» EXTRACT TO READ
The Fate of the First Orofino Lawsuit: Mootness Strikes Again

Bruce Lovelin and I worked around the clock to prepare the legal papers to support an injunction against the releases. Mr. Owsley provided a sworn statement which later nearly got him fired from his job at the fish hatchery. Dennis Harper and Jimmy Dodge testified that the reservoir releases were not only killing kokanee, but also destroying the spawning beds for resident bass by exposing them and drying them out. They also explained how, in earlier years, the Corps of Engineers had released bursts of water from the Reservoir in the winter to break the ice, saving large numbers of elk and white-tailed deer which would otherwise try and cross the Reservoir, fall through, and drown. The National Marine Fisheries Service objected to this, saying that the water had to be saved for salmon, which killed substantial numbers of elk and white-tailed deer.9


The manager of the Dworshak State Park testified that he personally believed there was a significant adverse effect on fish and wildlife in and around the Reservoir. He explained that the lack of water had virtually halted recreational use at the Park, the campgrounds were empty, and he was required to lay off Park workers.10


Neither the Orofino community nor the Columbia River Alliance could afford to hire a fish biologist to testify concerning the National Marine Fisheries Service’s claims of benefit for the salmon. Luckily, the Columbia River Alliance had an economist on retainer who understood the Service’s use and misuse of salmon statistics, Dr. Darryll Olsen of the Pacific Northwest Project. He analyzed the materials accompanying the Service’s press release, which claimed that by increasing river flows from 37 to 43 thousand cubic feet per second, a 40% improvement in survival would result.


The government relied heavily upon the only study ever to find a significant relationship between flow and travel time for subyearling chinook salmon, in this case endangered Snake River fall chinook salmon. This 1993 study, by Thomas Berggren and Margaret Filardo, has been the subject of heavy criticism and is contrary to at least five other studies. In reviewing the literature as a whole, the Northwest Power Planning Council’s Independent Science Group, recently offered the face-saving gesture toward Berggren and Filardo that the relationship they purported to identify “might appear at very low flows” with “essentially no current”.11


Dr. Olsen testified that the Service was misrepresenting its own Biological Opinion by equating changes in detections (the data in the Biological Opinion) with changes in survival (the claims in the press release)—a trick soon to be repeated by the U.S. Fish and Wildlife Service. He pointed out that there was no way, as a matter of simple mathematics, that a slight change in flow could lead to a huge change in survival; he also pointed out that the National Marine Fisheries Service had access to sophisticated computer models that would predict only a 4% change in survival—giving every benefit of the doubt to the flow theorists.12


Having prepared the necessary papers and affidavits, Bruce and I turned them over to Nick and caught the plane back to Portland. The Idaho U.S. Attorney’s Office managed to delay the action by refusing to accept service of the papers at their Moscow, Idaho office. Then the court’s clerk raised questions about a bonding issue addressed in the papers, which the clerk had apparently not read.


By the time Nick overcame these hurdles, and Judge Lodge finally heard the matter, on July 29, 1994, the reservoir releases were in their last day. The Corps of Engineers' witness testified that the releases could not possibly be halted before midnight, and the Judge indicated that there was no point in resolving the issues. The next day the newspapers reported that the Corps has decided to end the releases early, an impossibility according to the sworn testimony of its representatives. Months later, the Judge issued a written order denying the motion to stop the releases “based upon testimony that the Corps of Engineers was going to terminate the drawdown in question immediately, [so that] the motion for a preliminary injunction terminating the drawdown is unnecessary”.13


9 See generally Declarations of Dennis Harper and James Dodge, July 19, 1994, filed in Civ. No. 94-0330-N-EJL (D. Idaho).

10 Declaration of Mike McElhatton, July 21, 1994, filed in Civ. No. 94-0330-N-EJL (D. Idaho).

11 ISG, Return to the River 209.

12 Declaration Darryll Olsen, July 20, 1994, filed in Civ. No. 94-0030-N-EJL (D. Idaho).

13 Order, Dec. 22, 1994, Civ. No. 94-0330-N-EJL (D. Idaho).

» WHAT THE TASK ASKS
Copy word for word the part of the Orofino lawsuit account that starts at "9 See generally" and ends after "21, 1994, filed in Civ. No. 94-0330-N-EJL (D. Idaho).". Rely on the text about the Orofino lawsuit and nothing else.

» INFORMATION PROVIDED
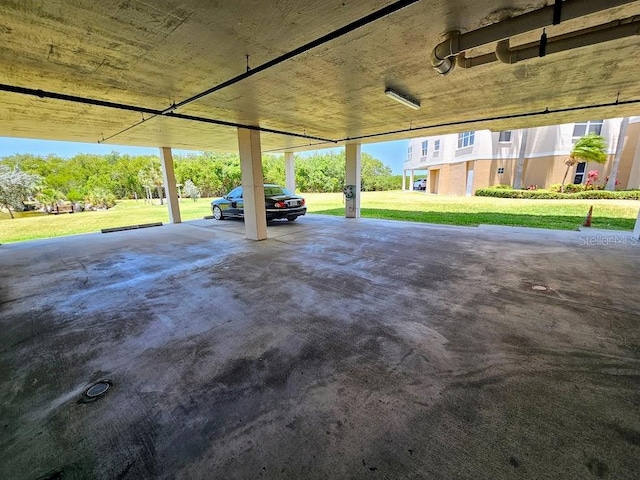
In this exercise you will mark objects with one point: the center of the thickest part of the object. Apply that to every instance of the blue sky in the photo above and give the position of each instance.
(391, 153)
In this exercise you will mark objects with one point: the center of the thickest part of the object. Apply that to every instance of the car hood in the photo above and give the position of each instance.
(279, 198)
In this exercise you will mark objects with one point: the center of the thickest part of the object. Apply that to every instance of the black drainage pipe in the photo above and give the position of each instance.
(131, 227)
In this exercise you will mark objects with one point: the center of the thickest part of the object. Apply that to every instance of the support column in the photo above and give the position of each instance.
(255, 217)
(613, 173)
(289, 172)
(352, 178)
(169, 178)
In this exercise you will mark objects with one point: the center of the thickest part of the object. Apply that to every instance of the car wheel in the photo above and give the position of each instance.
(217, 213)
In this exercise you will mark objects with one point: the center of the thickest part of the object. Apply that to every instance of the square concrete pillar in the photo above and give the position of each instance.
(169, 177)
(255, 217)
(289, 172)
(352, 178)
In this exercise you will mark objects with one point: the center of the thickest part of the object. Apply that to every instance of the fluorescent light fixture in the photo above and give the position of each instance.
(403, 99)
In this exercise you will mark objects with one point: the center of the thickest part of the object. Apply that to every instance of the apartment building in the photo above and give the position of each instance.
(459, 164)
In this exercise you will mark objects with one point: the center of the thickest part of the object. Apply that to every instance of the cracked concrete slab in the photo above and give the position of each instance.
(335, 349)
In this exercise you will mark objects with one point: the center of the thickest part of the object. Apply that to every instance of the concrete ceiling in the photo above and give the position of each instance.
(156, 52)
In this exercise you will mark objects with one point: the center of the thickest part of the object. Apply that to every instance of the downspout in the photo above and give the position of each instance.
(441, 55)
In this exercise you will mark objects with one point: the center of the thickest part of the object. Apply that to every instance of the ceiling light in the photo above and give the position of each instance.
(403, 99)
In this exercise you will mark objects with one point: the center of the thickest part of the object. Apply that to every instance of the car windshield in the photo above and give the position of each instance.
(274, 191)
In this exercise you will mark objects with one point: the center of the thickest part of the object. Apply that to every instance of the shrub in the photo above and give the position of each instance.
(574, 188)
(101, 198)
(551, 195)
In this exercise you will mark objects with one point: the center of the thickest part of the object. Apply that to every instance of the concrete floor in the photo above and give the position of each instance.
(335, 349)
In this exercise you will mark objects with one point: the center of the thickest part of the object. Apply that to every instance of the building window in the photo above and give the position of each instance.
(579, 176)
(466, 139)
(584, 128)
(505, 137)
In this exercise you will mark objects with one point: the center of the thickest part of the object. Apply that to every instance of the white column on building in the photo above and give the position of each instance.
(352, 178)
(289, 172)
(169, 177)
(255, 217)
(613, 174)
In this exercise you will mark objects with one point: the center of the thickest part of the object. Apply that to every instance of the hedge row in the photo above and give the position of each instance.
(547, 195)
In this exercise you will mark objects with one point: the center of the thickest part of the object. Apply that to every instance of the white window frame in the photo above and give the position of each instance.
(504, 136)
(590, 126)
(466, 139)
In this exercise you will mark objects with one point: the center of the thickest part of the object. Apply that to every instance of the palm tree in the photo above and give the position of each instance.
(590, 148)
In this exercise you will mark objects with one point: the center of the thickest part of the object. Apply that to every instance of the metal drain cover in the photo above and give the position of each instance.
(98, 389)
(540, 288)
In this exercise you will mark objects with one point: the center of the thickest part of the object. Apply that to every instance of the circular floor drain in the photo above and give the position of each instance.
(97, 390)
(540, 288)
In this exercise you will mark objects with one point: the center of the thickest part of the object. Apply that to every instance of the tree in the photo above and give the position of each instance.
(590, 148)
(191, 191)
(16, 186)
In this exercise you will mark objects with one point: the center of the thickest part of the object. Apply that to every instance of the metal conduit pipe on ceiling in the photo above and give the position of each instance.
(455, 43)
(589, 36)
(567, 42)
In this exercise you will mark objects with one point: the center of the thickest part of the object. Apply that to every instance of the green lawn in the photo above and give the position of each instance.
(410, 206)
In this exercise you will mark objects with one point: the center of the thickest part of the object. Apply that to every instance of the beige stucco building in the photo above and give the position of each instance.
(459, 164)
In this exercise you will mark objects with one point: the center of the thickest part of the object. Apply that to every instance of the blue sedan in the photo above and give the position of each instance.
(279, 203)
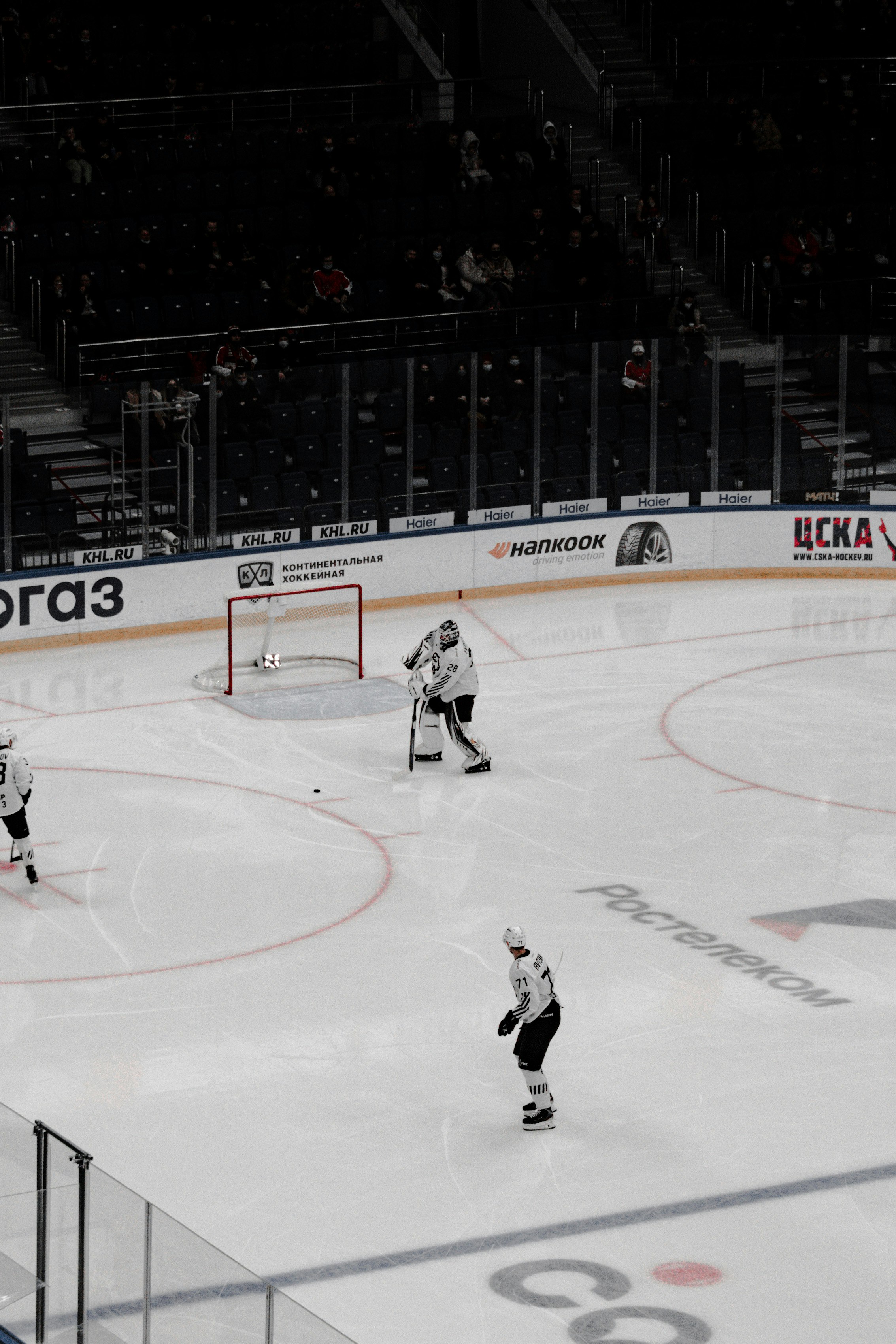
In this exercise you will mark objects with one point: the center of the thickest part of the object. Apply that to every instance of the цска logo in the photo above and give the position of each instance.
(825, 533)
(260, 574)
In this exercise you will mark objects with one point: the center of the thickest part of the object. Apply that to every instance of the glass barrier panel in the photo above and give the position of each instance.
(18, 1154)
(199, 1293)
(62, 1241)
(295, 1324)
(117, 1257)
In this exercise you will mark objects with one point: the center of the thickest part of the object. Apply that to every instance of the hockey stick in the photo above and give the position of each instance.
(410, 763)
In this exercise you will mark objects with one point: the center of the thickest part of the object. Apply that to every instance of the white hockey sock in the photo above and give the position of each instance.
(539, 1090)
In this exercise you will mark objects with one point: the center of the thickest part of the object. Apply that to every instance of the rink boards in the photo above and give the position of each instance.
(187, 593)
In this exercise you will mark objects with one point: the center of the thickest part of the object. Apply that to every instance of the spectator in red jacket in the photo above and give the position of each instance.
(233, 355)
(636, 378)
(332, 292)
(798, 242)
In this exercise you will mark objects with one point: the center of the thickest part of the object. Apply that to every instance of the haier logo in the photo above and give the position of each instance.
(256, 576)
(826, 538)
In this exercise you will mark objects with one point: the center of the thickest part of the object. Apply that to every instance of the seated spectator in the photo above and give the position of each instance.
(569, 215)
(58, 303)
(687, 323)
(491, 392)
(245, 408)
(233, 356)
(243, 260)
(766, 136)
(85, 311)
(499, 269)
(651, 222)
(409, 284)
(332, 292)
(550, 158)
(476, 175)
(297, 289)
(797, 242)
(182, 426)
(636, 375)
(448, 170)
(456, 405)
(518, 388)
(210, 261)
(475, 279)
(802, 299)
(132, 439)
(428, 394)
(449, 289)
(74, 156)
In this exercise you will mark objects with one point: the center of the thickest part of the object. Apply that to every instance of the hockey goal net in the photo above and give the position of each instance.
(285, 636)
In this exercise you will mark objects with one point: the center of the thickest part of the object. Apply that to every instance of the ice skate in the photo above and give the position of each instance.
(480, 765)
(541, 1120)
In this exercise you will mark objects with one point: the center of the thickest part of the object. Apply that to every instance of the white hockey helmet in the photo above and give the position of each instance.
(449, 635)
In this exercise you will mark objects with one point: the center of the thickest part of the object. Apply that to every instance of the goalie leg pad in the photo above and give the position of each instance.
(429, 734)
(462, 737)
(538, 1088)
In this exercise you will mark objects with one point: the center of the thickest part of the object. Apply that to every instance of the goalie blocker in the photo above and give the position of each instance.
(15, 791)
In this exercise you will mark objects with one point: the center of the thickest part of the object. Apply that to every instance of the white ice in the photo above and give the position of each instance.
(273, 1011)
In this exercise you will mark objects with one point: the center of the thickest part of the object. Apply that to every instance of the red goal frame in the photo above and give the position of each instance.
(255, 594)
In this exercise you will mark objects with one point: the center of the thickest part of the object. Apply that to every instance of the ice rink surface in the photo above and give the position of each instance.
(273, 1012)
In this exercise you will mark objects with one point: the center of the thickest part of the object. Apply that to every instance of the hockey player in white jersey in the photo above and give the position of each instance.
(15, 791)
(449, 690)
(538, 1012)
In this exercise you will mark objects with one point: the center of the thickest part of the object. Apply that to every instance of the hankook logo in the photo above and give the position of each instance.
(550, 546)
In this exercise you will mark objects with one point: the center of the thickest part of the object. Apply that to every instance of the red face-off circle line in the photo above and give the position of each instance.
(232, 956)
(769, 788)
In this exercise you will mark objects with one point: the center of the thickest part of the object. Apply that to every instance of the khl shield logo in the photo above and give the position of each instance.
(260, 574)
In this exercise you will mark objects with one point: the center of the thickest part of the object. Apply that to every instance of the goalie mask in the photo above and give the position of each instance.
(449, 635)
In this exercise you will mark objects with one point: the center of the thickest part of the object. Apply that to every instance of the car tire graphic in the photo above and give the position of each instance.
(644, 543)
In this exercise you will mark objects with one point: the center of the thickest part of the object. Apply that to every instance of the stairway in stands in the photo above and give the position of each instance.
(634, 81)
(38, 401)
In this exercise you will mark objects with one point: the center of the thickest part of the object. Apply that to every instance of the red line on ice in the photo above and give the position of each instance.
(232, 956)
(753, 784)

» EXERCISE ANSWER
9 See generally Declarations of Dennis Harper and James Dodge, July 19, 1994, filed in Civ. No. 94-0330-N-EJL (D. Idaho).

10 Declaration of Mike McElhatton, July 21, 1994, filed in Civ. No. 94-0330-N-EJL (D. Idaho).